* [Task goal]:
Rewrite only the part of the entries that opens with the line containing "the red hair" and closes with the line containing "x=168, y=150", keeping every request line. Raise each x and y coordinate in the answers by 80.

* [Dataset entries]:
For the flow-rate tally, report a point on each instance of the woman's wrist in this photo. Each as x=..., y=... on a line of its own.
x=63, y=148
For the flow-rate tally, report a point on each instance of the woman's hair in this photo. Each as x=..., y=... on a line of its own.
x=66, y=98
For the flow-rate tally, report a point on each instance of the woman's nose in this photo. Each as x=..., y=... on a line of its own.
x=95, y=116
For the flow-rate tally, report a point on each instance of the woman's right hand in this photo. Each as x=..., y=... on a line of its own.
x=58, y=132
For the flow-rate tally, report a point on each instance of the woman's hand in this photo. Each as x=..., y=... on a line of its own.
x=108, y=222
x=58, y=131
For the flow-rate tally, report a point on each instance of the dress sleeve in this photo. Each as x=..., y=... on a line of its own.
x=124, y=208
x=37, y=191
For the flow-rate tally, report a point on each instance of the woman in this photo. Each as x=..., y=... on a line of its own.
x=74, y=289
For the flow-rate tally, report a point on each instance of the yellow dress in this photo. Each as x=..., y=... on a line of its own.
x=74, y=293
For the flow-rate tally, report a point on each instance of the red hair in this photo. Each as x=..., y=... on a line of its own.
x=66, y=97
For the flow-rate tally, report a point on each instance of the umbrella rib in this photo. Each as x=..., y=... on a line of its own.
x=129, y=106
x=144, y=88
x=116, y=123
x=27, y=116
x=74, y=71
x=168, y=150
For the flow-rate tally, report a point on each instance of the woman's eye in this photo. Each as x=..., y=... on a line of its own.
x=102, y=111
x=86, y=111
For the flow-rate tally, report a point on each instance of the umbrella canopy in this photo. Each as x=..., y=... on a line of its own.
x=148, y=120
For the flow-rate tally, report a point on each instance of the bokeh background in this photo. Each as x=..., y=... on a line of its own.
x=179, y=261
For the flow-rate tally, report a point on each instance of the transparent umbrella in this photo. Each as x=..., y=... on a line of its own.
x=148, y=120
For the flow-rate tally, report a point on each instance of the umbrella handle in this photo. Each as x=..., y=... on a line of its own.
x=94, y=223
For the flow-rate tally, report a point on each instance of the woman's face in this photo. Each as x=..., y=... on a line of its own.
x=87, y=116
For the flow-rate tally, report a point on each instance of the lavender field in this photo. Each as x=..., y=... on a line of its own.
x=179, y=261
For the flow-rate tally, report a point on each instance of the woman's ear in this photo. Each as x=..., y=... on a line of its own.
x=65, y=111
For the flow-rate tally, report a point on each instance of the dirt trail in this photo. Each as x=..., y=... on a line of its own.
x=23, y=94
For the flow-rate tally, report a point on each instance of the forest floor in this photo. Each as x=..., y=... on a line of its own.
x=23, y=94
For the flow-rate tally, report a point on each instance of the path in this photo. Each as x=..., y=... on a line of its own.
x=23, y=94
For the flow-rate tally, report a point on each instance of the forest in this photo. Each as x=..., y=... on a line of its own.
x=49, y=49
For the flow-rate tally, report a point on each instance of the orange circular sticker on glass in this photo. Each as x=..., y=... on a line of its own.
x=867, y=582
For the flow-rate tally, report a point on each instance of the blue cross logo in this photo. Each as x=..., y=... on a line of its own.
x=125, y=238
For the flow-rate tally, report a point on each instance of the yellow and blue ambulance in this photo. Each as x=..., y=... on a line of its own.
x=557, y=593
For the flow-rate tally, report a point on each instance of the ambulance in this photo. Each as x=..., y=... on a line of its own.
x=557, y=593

* [Expected output]:
For the flow-rate tally, report a point on each instance of the red hair in this photo. Each as x=..., y=... on a line of its own.
x=146, y=177
For the flow-rate tally, report a point on each instance of the umbrella rib in this photo. Each as x=..., y=... on a line of its own.
x=209, y=186
x=224, y=168
x=196, y=203
x=107, y=196
x=154, y=151
x=248, y=230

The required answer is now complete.